* BEGIN *

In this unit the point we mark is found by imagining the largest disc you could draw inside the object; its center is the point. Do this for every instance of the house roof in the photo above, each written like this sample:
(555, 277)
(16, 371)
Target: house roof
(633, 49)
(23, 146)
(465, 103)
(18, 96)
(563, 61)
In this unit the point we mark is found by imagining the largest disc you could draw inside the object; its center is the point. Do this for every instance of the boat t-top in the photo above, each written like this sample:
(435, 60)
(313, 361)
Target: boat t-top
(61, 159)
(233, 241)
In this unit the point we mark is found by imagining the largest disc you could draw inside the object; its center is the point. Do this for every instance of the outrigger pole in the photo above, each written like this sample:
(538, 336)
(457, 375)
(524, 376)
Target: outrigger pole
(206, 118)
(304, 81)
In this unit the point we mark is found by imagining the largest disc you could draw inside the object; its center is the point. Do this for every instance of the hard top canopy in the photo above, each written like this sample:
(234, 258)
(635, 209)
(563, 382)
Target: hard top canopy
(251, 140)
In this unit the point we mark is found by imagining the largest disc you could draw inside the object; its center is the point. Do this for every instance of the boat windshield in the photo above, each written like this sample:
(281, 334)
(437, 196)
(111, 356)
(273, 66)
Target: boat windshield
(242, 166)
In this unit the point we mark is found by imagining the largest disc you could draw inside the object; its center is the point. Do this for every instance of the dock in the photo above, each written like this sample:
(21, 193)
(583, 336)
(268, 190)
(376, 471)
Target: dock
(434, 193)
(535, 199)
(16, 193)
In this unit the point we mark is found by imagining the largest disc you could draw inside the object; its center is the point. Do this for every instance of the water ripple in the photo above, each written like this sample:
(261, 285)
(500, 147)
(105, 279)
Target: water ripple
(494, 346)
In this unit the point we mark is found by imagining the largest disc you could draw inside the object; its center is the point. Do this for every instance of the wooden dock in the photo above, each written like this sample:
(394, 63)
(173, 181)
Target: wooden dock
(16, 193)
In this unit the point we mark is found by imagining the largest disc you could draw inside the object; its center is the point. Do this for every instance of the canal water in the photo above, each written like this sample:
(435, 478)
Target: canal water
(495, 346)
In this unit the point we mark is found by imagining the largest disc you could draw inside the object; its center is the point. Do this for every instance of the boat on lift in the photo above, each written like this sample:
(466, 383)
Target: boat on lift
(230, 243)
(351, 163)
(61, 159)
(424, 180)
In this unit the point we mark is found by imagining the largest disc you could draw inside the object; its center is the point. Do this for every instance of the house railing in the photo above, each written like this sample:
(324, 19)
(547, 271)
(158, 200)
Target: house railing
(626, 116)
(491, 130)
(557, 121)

* END *

### INSTRUCTION
Extract every entry in the listing word for word.

### EXPECTED OUTPUT
In this unit the point we mark is found by imagining the largest disc you could draw inside the object; its center is the point. Do this for every instance of the house roof in the photo above, each written like this sample:
(555, 277)
(16, 371)
Target: house roof
(633, 49)
(23, 146)
(465, 103)
(18, 96)
(563, 61)
In this unit the point we mark is found by imagining the largest disc you could draw inside the object; its center is the point. Do this for every instance of the boat t-top in the photo above, each written like this sample:
(435, 60)
(313, 361)
Target: boat t-top
(61, 159)
(233, 241)
In this unit the point we mark is found by imagining the largest disc you could draw inside the object; its center is the point. Do this for every instance of the outrigger pole in the photo above, each written like this sample:
(538, 336)
(457, 375)
(524, 376)
Target: outrigger pole
(206, 118)
(304, 81)
In this unit the point we mark is found by imagining the largest disc you could draw inside the object; its center is the point. Do this for every instance of the hard top canopy in the photo above, each written like this sample:
(234, 258)
(635, 209)
(563, 382)
Target: hard top canopy
(251, 140)
In this unit the point we mark is found by imagining the largest disc you could draw inside the object; its center is the point. Do this for every instance of the boat windshield in the photo above, each written like this sample:
(281, 334)
(437, 196)
(111, 356)
(273, 66)
Target: boat windshield
(242, 166)
In this unit the point we mark is found by imagining the largest disc you could draw inside the object; its center is the point. Do this for every instance of the dock in the photo above, each written like this sample:
(21, 193)
(583, 336)
(268, 190)
(376, 471)
Target: dock
(434, 193)
(535, 199)
(16, 193)
In this unit the point we mark is found by imagining the largest disc you could draw inside the object; its center is the point. Do this for every instance of the water ripple in the photo above, each written like this sample:
(261, 285)
(500, 147)
(105, 279)
Target: water ripple
(494, 346)
In this unit the point we mark is found by imagining the largest disc you could draw inside the object; its center is the point. Do this for every instance of the wooden dock in the photo above, each written like this sample:
(394, 63)
(173, 181)
Target: wooden dock
(16, 193)
In this unit the point we mark is found by imagining the largest disc you could draw inside the object; its center is the point. Do this for every instance of the canal water in the photo above, each written like this sample:
(435, 478)
Target: canal water
(495, 346)
In this unit the point we mark is found by imagining the largest disc you could draw inside the object; its center is the point. Do this for every instance of the boat on lift in the photo above, each written like this sample:
(466, 383)
Target: boat on lift
(230, 243)
(351, 163)
(61, 159)
(424, 180)
In this unit the point we mark is found by imagining the largest disc you could draw inside the object; its center is the point. Do this for every instance of the house railing in the photo above, each written like this sample:
(324, 19)
(547, 271)
(158, 200)
Target: house railing
(626, 116)
(491, 130)
(557, 121)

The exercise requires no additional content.